── Information shown ──
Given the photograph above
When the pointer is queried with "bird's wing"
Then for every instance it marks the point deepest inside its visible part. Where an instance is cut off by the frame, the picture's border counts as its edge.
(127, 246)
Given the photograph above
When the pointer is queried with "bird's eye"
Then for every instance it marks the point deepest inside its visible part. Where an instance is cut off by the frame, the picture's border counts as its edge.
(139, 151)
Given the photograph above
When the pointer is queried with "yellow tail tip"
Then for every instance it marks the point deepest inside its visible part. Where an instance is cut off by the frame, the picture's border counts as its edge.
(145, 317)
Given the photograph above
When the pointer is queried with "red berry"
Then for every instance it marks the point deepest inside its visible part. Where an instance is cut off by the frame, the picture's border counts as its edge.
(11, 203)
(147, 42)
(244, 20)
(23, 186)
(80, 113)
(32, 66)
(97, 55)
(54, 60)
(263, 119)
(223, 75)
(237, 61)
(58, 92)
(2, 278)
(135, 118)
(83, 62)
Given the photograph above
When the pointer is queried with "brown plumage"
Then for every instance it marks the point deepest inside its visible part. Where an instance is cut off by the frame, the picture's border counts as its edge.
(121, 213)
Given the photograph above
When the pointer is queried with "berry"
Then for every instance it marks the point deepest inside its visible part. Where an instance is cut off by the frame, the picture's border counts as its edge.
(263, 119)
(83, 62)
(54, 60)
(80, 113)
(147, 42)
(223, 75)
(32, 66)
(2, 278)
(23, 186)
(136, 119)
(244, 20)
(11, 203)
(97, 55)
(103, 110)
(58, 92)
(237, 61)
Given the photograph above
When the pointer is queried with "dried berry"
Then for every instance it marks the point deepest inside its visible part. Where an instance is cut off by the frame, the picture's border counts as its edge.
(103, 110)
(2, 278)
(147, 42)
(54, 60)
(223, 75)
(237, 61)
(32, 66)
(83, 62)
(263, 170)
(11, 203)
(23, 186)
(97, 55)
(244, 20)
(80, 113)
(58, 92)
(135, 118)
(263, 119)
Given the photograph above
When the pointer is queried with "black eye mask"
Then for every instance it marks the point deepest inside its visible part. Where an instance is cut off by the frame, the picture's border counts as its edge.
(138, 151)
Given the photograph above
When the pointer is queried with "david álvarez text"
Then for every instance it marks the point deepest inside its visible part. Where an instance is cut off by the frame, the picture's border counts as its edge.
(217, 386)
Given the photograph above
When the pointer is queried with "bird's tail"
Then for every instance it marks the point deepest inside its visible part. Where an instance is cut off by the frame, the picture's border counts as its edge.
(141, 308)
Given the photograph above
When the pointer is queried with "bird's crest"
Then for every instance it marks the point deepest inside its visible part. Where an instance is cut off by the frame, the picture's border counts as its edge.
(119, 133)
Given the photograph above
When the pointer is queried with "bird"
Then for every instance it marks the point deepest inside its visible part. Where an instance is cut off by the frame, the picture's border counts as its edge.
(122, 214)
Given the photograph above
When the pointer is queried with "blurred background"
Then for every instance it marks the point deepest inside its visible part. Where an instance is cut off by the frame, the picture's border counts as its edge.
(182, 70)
───
Using the data above, repeat every line exactly.

Given the photograph above
When the pointer is queried with "bird's wing"
Then for every instance it marks the point deepest inside its visible part. Where an instance is cut off by the frame, the picture's border counts as its edge.
(127, 246)
Given the photograph above
When the pointer is queried with "bird's eye"
Then for every instance it marks the point deepest inside its visible part. Where an instance is cut off by the frame, the picture's border counts as its edge.
(139, 151)
Given the photograph above
When the pointer is queried with "yellow tail tip"
Then for every instance it marks the point deepest inside its visible part. Where an instance is cut off by the frame, the picture's border counts as its edge.
(145, 317)
Given the photograph above
When the pointer is queried with "red berry"
Then for every instance it marks the point deepest inside its visible part. Where an instance is cut off by the frame, the picture's border counts as its edge.
(11, 203)
(147, 42)
(244, 20)
(23, 186)
(80, 113)
(32, 66)
(97, 55)
(54, 60)
(263, 119)
(223, 75)
(237, 61)
(58, 92)
(2, 278)
(135, 118)
(83, 62)
Given the photograph above
When the pointer is queried with "brown plumage"
Then for every instance it marks the point deepest inside its visible part. Where an instance is cut off by the frame, the picture's border counts as its edge.
(121, 213)
Given the photograph above
When the pointer is queried with "berry"
Then for every instance it marks the point deepest inside its visible part. Where an instance is cut off by the frame, the picture's border counts as its edge.
(263, 119)
(83, 62)
(54, 60)
(80, 113)
(147, 42)
(223, 75)
(32, 66)
(2, 278)
(23, 186)
(136, 119)
(244, 20)
(11, 203)
(97, 55)
(103, 110)
(58, 92)
(237, 61)
Given the photograph above
When the pointer is queried with "dried berry"
Then for every instance it marks the point deepest inside its visible part. Where an instance is cut off by the frame, the picture's border counts as its edge.
(103, 110)
(2, 278)
(147, 42)
(54, 60)
(223, 75)
(237, 61)
(32, 66)
(83, 62)
(263, 170)
(11, 203)
(23, 186)
(97, 55)
(244, 20)
(80, 113)
(58, 92)
(135, 118)
(263, 119)
Given the photograph above
When the pointer is queried with "black eye mask"
Then for every instance it marks the point deepest inside its visible part. Where an instance is cut off by the frame, the picture's border counts as its edge.
(138, 151)
Given the photograph above
When the pointer is queried with "david álvarez text"
Then for every instance it marks the point deepest inside its visible part. Where an instance is cut off by the frame, the picture's border counts as its edge.
(217, 386)
Given the photograph above
When the pointer is queried with "bird's tail"
Then for every instance it marks the point deepest inside its visible part. Where an instance is cut off by the frame, the picture's border counts as its edge.
(141, 308)
Given the photograph above
When the pointer is queried with "bird's crest"
Then for every instance it marks the point deepest inside its visible part. Where an instance is cut off by the frame, the picture's border counts as its edge.
(119, 133)
Given the photograph above
When the pointer is queried with "bird"
Then for every instance it marks the point deepest inside its visible part. Where an instance is cut off by the frame, the picture's border counts as its edge.
(122, 214)
Given the photograph above
When the pointer is queried with "blurred background"
Then for every instance it marks the point deepest inside its visible part. Where an instance is cut off by the frame, the picture's border counts as its edge.
(182, 70)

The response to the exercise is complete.